Une conséquence évidente de cette situation est que les problèmes ne sont pas détectés là où ils surviennent, au fur et à mesure qu’ils apparaissent. L’origine pourrait tout à fait provenir de l’un des composants ou procédés en amont, fabriqué il y a un mois au sein d’un lot qui représente maintenant 50 000 unités. Une règle bien connue stipule que si un défaut survient à une étape du processus de fabrication, la défaillance va s’accentuer et à chaque étape le coût de la réparation augmente d’un facteur 10. Une défaillance constatée en fin de fabrication pourra nécessiter le démontage du produit par des techniciens ce qui, peut induire de nouveaux défauts. Si un défaut gagne du terrain, les conséquences financières peuvent être catastrophiques. Il existe de nombreux exemples récents d’entreprises qui ont dû se déclarer en faillite ou s’en protéger en raison de la perspective de rappels massifs de produits défaillants. Un exemple récent est le dépôt de bilan de Takata après un rappel massif de plus 100 millions de composants d’airbags[3].

 

SPC Indicateurs clés KPI pour SPC

 

L’un des principaux défauts inhérent à la méthodologie SPC, selon les standards de méthodologies modernes telles que le Lean Six Sigma, est qu’elle établit des hypothèses sur l’origine des problèmes. Il s’agit là d’une conséquence évidente de l’hypothèse d’une stabilité du processus alors qu’il dépend, comme nous l’avons mentionné précédemment, de facteurs très dynamiques. L’observation des tendances et le suivi d’un ensemble limité d’indicateurs de performance ne font qu’accentuer ce défaut. Encore une fois, cela donne lieu à des initiatives d’amélioration susceptibles d’échouer en se focalisant sur vos problèmes les plus urgents ou rentables.

Une approche moderne
Tout cela est pris en compte dans les méthodes modernes de gestion de la qualité.
━━━━
* Énoncé 1
Selon le texte, de quel facteur le coût de la réparation augmente-t-il à chaque étape lorsqu'un défaut survient dans le processus de fabrication ?
* Énoncé 2
Recopiez, s'il vous plaît, le passage du texte allant de « L’un des principaux » à « de la qualité. ».
━━━━
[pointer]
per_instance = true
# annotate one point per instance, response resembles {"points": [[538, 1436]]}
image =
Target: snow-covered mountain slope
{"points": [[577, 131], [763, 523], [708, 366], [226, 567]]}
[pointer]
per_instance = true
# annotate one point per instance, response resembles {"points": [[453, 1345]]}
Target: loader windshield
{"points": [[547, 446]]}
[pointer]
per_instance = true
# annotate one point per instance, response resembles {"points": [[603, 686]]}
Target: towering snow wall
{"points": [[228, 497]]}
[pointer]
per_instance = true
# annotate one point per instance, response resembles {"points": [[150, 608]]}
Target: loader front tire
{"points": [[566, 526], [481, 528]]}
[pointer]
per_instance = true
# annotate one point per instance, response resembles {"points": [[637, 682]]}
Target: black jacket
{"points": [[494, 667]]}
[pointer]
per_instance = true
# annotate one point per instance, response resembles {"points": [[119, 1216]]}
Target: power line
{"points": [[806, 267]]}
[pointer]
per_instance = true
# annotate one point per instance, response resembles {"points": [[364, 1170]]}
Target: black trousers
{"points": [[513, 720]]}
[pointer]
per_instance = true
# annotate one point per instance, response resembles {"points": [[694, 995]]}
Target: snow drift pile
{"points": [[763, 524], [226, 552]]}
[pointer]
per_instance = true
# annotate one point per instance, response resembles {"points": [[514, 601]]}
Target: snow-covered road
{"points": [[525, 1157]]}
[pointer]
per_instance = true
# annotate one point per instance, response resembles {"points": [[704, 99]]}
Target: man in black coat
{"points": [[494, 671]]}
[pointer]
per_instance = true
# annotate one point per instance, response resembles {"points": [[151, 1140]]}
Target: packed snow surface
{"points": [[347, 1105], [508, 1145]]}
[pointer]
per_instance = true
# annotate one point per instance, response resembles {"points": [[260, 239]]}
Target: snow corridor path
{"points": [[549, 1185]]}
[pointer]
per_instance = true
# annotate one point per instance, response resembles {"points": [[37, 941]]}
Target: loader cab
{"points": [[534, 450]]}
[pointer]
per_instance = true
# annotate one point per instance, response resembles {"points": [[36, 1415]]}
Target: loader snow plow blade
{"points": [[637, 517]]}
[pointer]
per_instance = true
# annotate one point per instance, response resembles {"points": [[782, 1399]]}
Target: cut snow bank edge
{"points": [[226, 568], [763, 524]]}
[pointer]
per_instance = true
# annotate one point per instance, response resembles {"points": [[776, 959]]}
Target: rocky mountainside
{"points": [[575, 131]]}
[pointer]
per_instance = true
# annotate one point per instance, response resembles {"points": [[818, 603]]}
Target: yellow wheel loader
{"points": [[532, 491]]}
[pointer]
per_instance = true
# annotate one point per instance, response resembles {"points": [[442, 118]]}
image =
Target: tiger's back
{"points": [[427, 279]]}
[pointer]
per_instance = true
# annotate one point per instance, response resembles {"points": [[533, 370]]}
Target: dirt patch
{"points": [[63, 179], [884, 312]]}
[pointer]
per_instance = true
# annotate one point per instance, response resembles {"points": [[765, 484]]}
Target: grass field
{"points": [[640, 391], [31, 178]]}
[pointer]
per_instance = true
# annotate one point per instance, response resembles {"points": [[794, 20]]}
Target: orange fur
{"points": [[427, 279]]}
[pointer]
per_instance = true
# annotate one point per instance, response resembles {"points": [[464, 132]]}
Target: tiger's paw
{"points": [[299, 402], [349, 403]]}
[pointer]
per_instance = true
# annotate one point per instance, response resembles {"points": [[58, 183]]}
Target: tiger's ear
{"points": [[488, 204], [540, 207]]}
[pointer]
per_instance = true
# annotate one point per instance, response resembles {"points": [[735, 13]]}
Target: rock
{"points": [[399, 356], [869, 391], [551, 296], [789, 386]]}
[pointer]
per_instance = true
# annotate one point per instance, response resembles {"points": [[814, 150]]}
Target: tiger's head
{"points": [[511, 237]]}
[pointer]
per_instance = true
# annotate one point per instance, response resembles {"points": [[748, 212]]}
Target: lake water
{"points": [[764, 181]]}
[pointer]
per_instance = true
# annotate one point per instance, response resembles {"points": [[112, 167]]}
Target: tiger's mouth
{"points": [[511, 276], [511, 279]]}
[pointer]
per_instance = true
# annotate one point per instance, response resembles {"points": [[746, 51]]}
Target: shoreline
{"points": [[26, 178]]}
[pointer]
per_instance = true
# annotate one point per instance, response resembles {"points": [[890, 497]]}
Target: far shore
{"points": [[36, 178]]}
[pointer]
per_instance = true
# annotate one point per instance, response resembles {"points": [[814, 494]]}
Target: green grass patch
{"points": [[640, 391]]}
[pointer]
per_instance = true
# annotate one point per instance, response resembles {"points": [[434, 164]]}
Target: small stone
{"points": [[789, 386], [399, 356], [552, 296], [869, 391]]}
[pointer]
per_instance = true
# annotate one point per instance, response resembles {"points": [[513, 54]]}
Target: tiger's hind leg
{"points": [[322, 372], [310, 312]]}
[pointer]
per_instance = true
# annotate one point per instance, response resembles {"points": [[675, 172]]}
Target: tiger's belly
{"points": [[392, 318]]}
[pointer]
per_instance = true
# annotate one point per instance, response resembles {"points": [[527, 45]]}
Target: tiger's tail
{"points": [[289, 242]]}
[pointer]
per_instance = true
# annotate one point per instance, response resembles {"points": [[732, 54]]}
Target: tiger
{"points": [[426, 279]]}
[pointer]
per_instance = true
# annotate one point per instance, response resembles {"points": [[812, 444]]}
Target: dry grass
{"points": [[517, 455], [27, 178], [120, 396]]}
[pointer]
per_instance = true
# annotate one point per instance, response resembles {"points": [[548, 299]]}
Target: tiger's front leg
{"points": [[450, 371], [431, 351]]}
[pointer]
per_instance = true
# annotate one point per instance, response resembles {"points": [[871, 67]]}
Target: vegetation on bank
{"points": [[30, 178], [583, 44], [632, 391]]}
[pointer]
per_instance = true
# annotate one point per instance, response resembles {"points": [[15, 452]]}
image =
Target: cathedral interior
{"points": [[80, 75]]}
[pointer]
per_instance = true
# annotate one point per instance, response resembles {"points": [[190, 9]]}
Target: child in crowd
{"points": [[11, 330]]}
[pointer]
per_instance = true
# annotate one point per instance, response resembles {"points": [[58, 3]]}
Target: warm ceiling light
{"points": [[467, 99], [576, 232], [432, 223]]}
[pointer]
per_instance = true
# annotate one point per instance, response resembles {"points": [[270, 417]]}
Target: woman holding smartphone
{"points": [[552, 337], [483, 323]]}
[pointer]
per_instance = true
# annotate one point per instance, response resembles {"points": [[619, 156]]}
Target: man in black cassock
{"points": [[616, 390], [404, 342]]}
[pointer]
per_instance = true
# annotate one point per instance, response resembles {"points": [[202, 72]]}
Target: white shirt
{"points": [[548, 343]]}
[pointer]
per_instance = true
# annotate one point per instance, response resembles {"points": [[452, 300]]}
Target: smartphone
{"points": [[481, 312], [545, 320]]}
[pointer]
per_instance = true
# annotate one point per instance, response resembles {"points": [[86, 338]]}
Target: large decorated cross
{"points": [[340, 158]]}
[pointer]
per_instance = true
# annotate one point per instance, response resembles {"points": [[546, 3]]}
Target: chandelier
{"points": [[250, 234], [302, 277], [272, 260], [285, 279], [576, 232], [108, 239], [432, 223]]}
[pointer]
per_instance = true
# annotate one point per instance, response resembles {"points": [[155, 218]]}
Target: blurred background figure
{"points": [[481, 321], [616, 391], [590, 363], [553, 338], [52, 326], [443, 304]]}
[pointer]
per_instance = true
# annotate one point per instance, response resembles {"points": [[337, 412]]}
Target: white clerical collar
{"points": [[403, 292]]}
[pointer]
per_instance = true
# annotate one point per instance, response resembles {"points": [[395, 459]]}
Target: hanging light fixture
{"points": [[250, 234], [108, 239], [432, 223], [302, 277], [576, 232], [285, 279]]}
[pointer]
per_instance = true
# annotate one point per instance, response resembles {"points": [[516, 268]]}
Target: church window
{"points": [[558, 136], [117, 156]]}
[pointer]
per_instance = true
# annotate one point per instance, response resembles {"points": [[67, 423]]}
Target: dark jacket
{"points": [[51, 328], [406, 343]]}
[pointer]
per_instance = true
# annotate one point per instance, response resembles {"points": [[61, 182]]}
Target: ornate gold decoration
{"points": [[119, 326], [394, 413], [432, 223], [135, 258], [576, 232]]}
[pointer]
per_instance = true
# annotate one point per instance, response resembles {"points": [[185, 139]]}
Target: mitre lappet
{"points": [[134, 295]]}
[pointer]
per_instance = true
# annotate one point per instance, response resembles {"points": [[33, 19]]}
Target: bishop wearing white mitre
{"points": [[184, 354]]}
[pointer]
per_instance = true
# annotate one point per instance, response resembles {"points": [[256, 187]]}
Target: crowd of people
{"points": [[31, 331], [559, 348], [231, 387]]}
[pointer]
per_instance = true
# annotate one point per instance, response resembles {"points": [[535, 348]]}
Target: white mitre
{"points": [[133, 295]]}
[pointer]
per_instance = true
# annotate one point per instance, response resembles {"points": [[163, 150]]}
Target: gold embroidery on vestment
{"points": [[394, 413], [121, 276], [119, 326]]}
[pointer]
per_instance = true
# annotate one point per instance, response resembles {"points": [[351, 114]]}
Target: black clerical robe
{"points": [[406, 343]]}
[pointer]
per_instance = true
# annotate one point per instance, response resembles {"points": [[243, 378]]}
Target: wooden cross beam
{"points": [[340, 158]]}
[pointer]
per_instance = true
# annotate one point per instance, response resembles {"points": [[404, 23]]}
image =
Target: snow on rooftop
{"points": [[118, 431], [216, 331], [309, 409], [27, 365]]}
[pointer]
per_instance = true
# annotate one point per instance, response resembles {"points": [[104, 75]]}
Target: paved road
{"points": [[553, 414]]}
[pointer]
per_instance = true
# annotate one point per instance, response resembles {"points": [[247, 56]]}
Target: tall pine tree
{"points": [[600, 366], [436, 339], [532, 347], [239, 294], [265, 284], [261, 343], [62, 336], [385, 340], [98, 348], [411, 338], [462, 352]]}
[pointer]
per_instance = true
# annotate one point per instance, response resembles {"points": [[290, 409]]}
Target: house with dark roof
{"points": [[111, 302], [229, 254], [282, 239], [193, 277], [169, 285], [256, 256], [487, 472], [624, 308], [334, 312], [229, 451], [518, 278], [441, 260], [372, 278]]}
━━━━
* Corrigé 1
D'un facteur 10.

* Corrigé 2
L’un des principaux défauts inhérent à la méthodologie SPC, selon les standards de méthodologies modernes telles que le Lean Six Sigma, est qu’elle établit des hypothèses sur l’origine des problèmes. Il s’agit là d’une conséquence évidente de l’hypothèse d’une stabilité du processus alors qu’il dépend, comme nous l’avons mentionné précédemment, de facteurs très dynamiques. L’observation des tendances et le suivi d’un ensemble limité d’indicateurs de performance ne font qu’accentuer ce défaut. Encore une fois, cela donne lieu à des initiatives d’amélioration susceptibles d’échouer en se focalisant sur vos problèmes les plus urgents ou rentables.

Une approche moderne
Tout cela est pris en compte dans les méthodes modernes de gestion de la qualité.